▶ [EXERCISE AIM] Put every line of the items below into a numbered list, leaving out the blank lines.
[EXERCISE DATA start]
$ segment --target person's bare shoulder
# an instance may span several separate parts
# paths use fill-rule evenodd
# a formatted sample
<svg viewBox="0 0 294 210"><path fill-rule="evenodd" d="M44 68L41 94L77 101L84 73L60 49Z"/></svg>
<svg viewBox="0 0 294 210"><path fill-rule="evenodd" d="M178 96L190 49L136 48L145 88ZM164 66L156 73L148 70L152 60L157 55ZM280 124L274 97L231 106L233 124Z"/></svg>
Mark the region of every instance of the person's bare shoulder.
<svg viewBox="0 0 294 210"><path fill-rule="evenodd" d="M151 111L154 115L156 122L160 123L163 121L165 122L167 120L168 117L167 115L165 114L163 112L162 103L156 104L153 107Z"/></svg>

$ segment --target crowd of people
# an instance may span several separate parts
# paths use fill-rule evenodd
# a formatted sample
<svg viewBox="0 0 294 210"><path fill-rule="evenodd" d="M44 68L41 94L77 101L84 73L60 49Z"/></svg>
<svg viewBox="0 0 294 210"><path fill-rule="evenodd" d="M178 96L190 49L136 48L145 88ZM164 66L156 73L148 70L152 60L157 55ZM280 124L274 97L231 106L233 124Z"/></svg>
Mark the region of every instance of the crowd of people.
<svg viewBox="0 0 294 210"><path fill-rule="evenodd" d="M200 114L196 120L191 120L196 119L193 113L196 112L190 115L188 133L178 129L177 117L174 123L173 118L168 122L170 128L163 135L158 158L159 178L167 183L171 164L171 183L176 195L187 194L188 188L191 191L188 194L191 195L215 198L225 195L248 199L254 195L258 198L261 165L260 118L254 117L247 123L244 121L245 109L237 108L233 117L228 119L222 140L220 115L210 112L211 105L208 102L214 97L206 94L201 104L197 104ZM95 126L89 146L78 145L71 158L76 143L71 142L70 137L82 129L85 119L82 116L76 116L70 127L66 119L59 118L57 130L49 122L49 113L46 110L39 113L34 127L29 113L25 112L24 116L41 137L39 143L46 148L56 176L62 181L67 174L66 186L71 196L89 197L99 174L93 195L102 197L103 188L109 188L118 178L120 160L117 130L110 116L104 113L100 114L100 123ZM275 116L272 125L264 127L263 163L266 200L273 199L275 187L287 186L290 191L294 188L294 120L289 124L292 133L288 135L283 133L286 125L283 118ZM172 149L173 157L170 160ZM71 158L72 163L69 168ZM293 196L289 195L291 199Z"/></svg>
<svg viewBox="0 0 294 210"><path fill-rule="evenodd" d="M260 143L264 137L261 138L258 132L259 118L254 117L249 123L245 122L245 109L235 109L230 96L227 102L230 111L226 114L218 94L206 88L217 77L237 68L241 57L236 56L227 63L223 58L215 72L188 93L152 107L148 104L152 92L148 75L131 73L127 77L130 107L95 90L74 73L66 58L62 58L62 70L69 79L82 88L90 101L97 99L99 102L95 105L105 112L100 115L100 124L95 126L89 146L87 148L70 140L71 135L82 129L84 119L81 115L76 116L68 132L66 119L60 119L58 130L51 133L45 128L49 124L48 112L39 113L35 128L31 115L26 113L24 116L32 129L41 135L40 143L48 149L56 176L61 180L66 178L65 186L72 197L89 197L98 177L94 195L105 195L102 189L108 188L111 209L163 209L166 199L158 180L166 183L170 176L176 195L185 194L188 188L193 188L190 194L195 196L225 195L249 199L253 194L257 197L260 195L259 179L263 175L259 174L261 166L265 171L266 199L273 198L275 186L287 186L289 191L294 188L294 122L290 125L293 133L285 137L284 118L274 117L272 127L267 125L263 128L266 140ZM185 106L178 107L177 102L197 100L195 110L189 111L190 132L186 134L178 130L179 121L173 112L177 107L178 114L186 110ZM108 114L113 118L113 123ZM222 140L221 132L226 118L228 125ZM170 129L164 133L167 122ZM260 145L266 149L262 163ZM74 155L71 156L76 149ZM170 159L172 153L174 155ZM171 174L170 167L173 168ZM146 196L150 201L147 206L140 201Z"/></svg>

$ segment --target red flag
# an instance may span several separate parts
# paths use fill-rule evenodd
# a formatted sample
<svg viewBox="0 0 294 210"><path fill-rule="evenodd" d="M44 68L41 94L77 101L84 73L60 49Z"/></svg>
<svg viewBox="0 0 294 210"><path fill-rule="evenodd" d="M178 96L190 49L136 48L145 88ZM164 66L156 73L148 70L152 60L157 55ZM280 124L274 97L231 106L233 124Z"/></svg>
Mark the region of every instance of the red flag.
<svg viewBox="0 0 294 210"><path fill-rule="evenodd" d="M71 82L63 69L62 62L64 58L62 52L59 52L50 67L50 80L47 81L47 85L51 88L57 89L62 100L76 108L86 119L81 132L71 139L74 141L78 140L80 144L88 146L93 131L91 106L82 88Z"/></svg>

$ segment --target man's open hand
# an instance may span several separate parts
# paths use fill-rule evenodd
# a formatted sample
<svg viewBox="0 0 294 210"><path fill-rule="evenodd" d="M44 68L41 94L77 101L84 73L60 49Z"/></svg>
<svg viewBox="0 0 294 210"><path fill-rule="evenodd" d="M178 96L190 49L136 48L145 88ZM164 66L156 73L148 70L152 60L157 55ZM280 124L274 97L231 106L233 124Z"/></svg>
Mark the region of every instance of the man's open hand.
[EXERCISE DATA end]
▶ [FULL RESPONSE]
1. $ segment --target person's bare shoulder
2. # an instance may span several separate parts
3. # paths use fill-rule evenodd
4. # a formatted sample
5. <svg viewBox="0 0 294 210"><path fill-rule="evenodd" d="M44 68L41 94L77 101L84 73L60 49Z"/></svg>
6. <svg viewBox="0 0 294 210"><path fill-rule="evenodd" d="M178 96L190 49L136 48L145 88ZM164 66L156 73L148 70L152 60L157 55ZM280 124L274 97L231 106L233 124Z"/></svg>
7. Mark the region of every instance of the person's bare shoulder.
8. <svg viewBox="0 0 294 210"><path fill-rule="evenodd" d="M151 111L154 115L156 122L160 123L163 121L165 122L167 120L168 117L167 115L165 114L163 112L162 103L156 104L153 107Z"/></svg>
9. $ segment --target crowd of people
10. # an instance may span several separate parts
11. # paths use fill-rule evenodd
12. # a formatted sample
13. <svg viewBox="0 0 294 210"><path fill-rule="evenodd" d="M44 68L41 94L77 101L84 73L60 49Z"/></svg>
14. <svg viewBox="0 0 294 210"><path fill-rule="evenodd" d="M178 96L190 49L136 48L145 88ZM164 66L156 73L148 70L152 60L157 55ZM280 124L274 97L231 106L233 124Z"/></svg>
15. Mark the region of every instance of the crowd of people.
16. <svg viewBox="0 0 294 210"><path fill-rule="evenodd" d="M200 114L196 120L191 120L196 119L193 113L196 112L190 115L188 133L178 129L177 117L174 123L173 118L168 122L170 128L163 135L158 158L159 178L167 183L171 164L171 183L176 195L187 194L188 188L191 191L188 194L191 195L215 198L225 195L248 199L254 195L258 198L261 165L260 118L254 117L247 123L244 121L245 109L237 108L233 117L228 119L222 140L220 115L210 112L211 105L208 102L214 97L206 94L201 104L197 104ZM95 126L89 146L78 145L71 158L76 143L71 142L70 137L82 129L85 119L82 116L76 116L70 127L66 119L59 118L57 130L49 122L49 113L46 110L39 113L34 127L29 113L25 112L24 116L41 137L39 143L46 148L56 176L62 181L67 174L66 186L71 196L89 197L99 174L93 195L102 197L103 188L109 188L118 178L120 160L117 130L110 116L104 113L100 114L100 123ZM275 116L272 125L264 127L263 163L266 200L273 199L275 187L287 186L290 191L294 188L294 120L289 124L292 133L288 135L283 133L286 125L283 118ZM172 149L173 157L170 160ZM71 158L72 163L69 168ZM293 196L289 195L291 199Z"/></svg>
17. <svg viewBox="0 0 294 210"><path fill-rule="evenodd" d="M260 143L264 137L261 138L258 132L259 118L254 117L249 123L245 122L245 109L235 109L230 96L227 102L230 111L226 114L218 94L206 88L217 77L237 68L241 57L236 56L227 63L223 58L215 72L188 93L152 107L148 104L152 92L148 75L131 73L127 77L130 107L95 90L74 73L66 58L62 58L62 70L69 79L82 88L90 101L97 99L99 102L95 105L105 112L100 115L100 124L95 126L89 146L87 148L70 140L71 135L82 129L84 119L81 115L76 116L68 132L66 119L60 119L58 130L51 133L45 128L49 124L48 112L39 113L35 128L31 115L26 113L24 116L32 129L41 135L40 143L48 149L56 176L61 180L66 178L65 186L72 197L89 197L98 177L94 195L105 195L102 189L108 188L111 209L163 209L166 199L158 180L166 183L170 176L176 195L185 194L188 188L193 188L190 194L195 196L225 195L249 199L253 194L257 197L260 195L259 179L263 175L259 174L261 166L265 171L266 199L273 198L275 186L287 186L289 191L294 188L294 122L290 125L293 133L285 137L284 118L274 117L272 127L267 125L263 128L266 140ZM185 106L178 107L177 102L197 100L195 110L189 111L190 132L186 134L178 130L179 121L173 112L177 107L178 114L186 110ZM108 114L113 118L113 123ZM222 140L221 132L226 118L228 125ZM170 129L164 133L167 122ZM260 145L266 149L262 163ZM74 155L71 156L76 149ZM170 159L172 153L174 155ZM171 174L170 167L173 168ZM146 196L150 201L147 206L140 201Z"/></svg>
18. $ segment --target red flag
19. # an instance may span several separate parts
20. # paths use fill-rule evenodd
21. # a formatted sample
22. <svg viewBox="0 0 294 210"><path fill-rule="evenodd" d="M44 68L41 94L77 101L84 73L60 49Z"/></svg>
23. <svg viewBox="0 0 294 210"><path fill-rule="evenodd" d="M178 96L190 49L136 48L145 88ZM164 66L156 73L148 70L152 60L157 55ZM280 124L274 97L231 106L233 124Z"/></svg>
24. Mark the region of every instance of the red flag.
25. <svg viewBox="0 0 294 210"><path fill-rule="evenodd" d="M71 82L63 69L62 62L64 58L62 52L59 52L50 67L50 80L47 81L47 85L51 88L57 89L62 100L76 108L86 119L81 132L71 139L74 141L78 140L80 144L88 146L93 131L91 106L82 88Z"/></svg>
26. $ segment --target man's open hand
27. # an instance may span several separate parts
28. # paths use fill-rule evenodd
29. # a formatted sample
30. <svg viewBox="0 0 294 210"><path fill-rule="evenodd" d="M44 68L41 94L77 101L84 73L60 49Z"/></svg>
31. <svg viewBox="0 0 294 210"><path fill-rule="evenodd" d="M178 96L190 49L136 48L145 88ZM164 66L156 73L148 70L152 60L157 55ZM280 124L274 97L231 106L233 124Z"/></svg>
32. Mark the region of every instance of the man's open hand.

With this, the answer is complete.